**Input data**
§
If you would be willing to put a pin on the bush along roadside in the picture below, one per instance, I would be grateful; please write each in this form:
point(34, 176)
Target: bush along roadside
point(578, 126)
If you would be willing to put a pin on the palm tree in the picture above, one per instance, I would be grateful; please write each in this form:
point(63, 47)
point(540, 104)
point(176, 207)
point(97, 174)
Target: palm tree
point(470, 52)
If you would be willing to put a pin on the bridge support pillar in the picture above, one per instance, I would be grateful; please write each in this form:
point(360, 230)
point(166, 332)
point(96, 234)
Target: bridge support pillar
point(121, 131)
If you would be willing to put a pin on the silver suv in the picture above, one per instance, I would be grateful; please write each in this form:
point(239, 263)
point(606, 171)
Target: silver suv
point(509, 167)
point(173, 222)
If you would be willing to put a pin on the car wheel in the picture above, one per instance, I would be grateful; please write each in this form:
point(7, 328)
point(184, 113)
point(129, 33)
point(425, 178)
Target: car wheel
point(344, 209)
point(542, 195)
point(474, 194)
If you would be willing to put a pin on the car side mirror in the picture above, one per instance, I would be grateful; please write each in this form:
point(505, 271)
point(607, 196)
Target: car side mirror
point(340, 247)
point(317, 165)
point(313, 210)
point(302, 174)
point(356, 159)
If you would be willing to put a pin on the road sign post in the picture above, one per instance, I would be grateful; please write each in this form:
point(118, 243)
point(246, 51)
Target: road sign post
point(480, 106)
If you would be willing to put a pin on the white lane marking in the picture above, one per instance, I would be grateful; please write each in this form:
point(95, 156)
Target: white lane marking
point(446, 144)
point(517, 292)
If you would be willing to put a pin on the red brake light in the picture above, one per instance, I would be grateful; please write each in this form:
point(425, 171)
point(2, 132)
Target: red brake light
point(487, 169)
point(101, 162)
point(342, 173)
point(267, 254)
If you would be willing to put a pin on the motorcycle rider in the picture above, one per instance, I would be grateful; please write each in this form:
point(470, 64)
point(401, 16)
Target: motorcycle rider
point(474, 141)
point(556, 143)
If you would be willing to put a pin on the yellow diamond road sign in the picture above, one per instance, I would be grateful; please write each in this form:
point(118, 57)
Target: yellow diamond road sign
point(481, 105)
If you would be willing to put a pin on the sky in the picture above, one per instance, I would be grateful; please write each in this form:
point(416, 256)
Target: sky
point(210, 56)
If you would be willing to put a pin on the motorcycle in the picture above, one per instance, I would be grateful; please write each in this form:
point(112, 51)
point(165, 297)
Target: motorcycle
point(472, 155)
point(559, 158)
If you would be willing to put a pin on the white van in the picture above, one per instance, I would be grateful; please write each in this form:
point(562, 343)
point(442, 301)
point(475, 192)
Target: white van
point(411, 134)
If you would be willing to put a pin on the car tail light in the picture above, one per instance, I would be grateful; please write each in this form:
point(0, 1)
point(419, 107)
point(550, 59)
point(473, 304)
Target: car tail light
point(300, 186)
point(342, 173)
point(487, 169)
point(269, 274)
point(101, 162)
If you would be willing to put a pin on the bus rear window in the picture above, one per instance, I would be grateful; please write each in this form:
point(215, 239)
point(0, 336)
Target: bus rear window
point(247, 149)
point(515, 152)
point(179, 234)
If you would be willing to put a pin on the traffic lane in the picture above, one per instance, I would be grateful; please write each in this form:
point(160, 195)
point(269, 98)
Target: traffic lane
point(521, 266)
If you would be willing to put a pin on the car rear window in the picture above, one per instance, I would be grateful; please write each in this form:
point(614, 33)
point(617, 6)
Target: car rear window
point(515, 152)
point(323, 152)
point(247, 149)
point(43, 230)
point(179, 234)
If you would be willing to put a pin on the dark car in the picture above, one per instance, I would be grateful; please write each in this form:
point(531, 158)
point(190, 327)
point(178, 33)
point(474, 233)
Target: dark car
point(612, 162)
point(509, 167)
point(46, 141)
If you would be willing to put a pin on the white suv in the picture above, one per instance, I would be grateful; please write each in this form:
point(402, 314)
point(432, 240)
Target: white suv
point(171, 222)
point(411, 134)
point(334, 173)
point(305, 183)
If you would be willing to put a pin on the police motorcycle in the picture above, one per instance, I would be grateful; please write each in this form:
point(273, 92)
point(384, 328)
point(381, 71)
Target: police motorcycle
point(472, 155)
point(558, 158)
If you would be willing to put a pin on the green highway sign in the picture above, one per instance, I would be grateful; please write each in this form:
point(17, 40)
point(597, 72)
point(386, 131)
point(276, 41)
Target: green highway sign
§
**Your task**
Having read the material, set all of it down again without a single difference.

**Completed task**
If you would be willing to put a pin on the bush along roadside in the picture below, one per instance, I would be grateful; please write each in this form:
point(34, 176)
Target: bush along roadside
point(578, 126)
If you would be willing to put a pin on the palm tree in the picture above, one per instance, I would be grateful; please write each in this form:
point(63, 47)
point(540, 104)
point(176, 207)
point(97, 174)
Target: palm tree
point(470, 52)
If you would be willing to put a pin on the bridge support pillar in the picture above, one per instance, I would be grateful; please write each in this form:
point(360, 230)
point(166, 332)
point(96, 234)
Target: bridge support pillar
point(121, 131)
If you would be willing to put a pin on the silver suv in the picture above, one per instance, I would be grateful; please write each in this form:
point(239, 263)
point(606, 171)
Target: silver suv
point(509, 167)
point(173, 222)
If you would be willing to put a pin on the car wheel in the picture above, one per instance, I would be grateful; please write each in this form:
point(7, 328)
point(184, 113)
point(129, 33)
point(425, 178)
Target: car wheel
point(344, 209)
point(542, 195)
point(474, 194)
If you would be willing to put a pin on the car side mirror in the picture above, one per instance, I would be grateful; please write each in this form:
point(505, 271)
point(607, 196)
Target: car side mirror
point(340, 247)
point(317, 165)
point(313, 210)
point(302, 174)
point(356, 159)
If you would be willing to put a pin on the road sign post in the picture above, one per instance, I would be grateful; please write each in this form:
point(118, 243)
point(246, 51)
Target: road sign post
point(480, 106)
If you would be willing to put a pin on the white lane marking in the picture above, one per instance, I would be grateful; please write each in this form:
point(95, 156)
Target: white lane marking
point(446, 144)
point(517, 292)
If you would be willing to put a pin on the red brake light in the picture above, one per instance, I would be grateful; please write each in this form:
point(425, 171)
point(2, 132)
Target: red brake light
point(487, 169)
point(101, 162)
point(342, 173)
point(267, 254)
If you would be willing to put a pin on the motorcycle rider in the picture above, one per instance, I would be grateful; please write each in this form:
point(470, 64)
point(401, 16)
Target: motorcycle rider
point(474, 141)
point(556, 143)
If you would be willing to put a pin on the yellow diamond road sign in the picture above, one per instance, I would be grateful; please write each in this form:
point(118, 57)
Target: yellow diamond road sign
point(481, 105)
If you would be willing to put a pin on the sky in the picture above, one per instance, I would be grateful; please write each in this form:
point(416, 256)
Target: sky
point(210, 56)
If you would be willing to put a pin on the motorcycle in the picture above, one per instance, I would be grateful; please write each in this form:
point(112, 51)
point(165, 297)
Target: motorcycle
point(472, 155)
point(559, 158)
If you would be willing to put a pin on the white van in the picture above, one per instance, I would be grateful; please write each in this form:
point(562, 343)
point(442, 301)
point(475, 192)
Target: white van
point(411, 134)
If you would be willing to put a pin on the car tail light in the picture above, one per instance, I would be grateful; please write each in this form:
point(0, 1)
point(419, 107)
point(550, 59)
point(473, 304)
Target: car tail light
point(300, 186)
point(342, 173)
point(487, 169)
point(269, 274)
point(101, 162)
If you would be willing to put a pin on the bus rear window in the picture above, one per instance, I would be grateful; please write each in this form:
point(215, 239)
point(0, 336)
Target: bus rear window
point(247, 149)
point(515, 152)
point(179, 234)
If you would be willing to put a pin on the traffic lane in the picture above, one per instance, I would be grateful; please write each in this form:
point(160, 195)
point(269, 98)
Target: traffic lane
point(521, 266)
If you would be willing to put a pin on the car rear window in the picture above, one per instance, I would be grateful; please write each in this form:
point(614, 33)
point(617, 6)
Target: car rear window
point(515, 152)
point(323, 152)
point(247, 149)
point(43, 230)
point(179, 234)
If you would be willing to put a pin on the dark car in the picture above, one per instance, I would be grateful; please write each in this form:
point(531, 158)
point(190, 327)
point(178, 33)
point(474, 233)
Target: dark car
point(612, 162)
point(509, 167)
point(46, 141)
If you would be willing to put a pin on the white suv in the picture above, one per instance, I would be grateful; please write each in this form:
point(402, 314)
point(432, 240)
Target: white suv
point(171, 222)
point(411, 134)
point(334, 173)
point(305, 183)
If you would be willing to put a pin on the police motorcycle in the picture above, one per instance, I would be grateful; please write each in this form:
point(273, 92)
point(384, 328)
point(381, 71)
Target: police motorcycle
point(472, 155)
point(558, 158)
If you would be willing to put a pin on the green highway sign in the picture above, one per instance, I would be grateful; please write each in this form:
point(17, 40)
point(597, 72)
point(386, 131)
point(276, 41)
Target: green highway sign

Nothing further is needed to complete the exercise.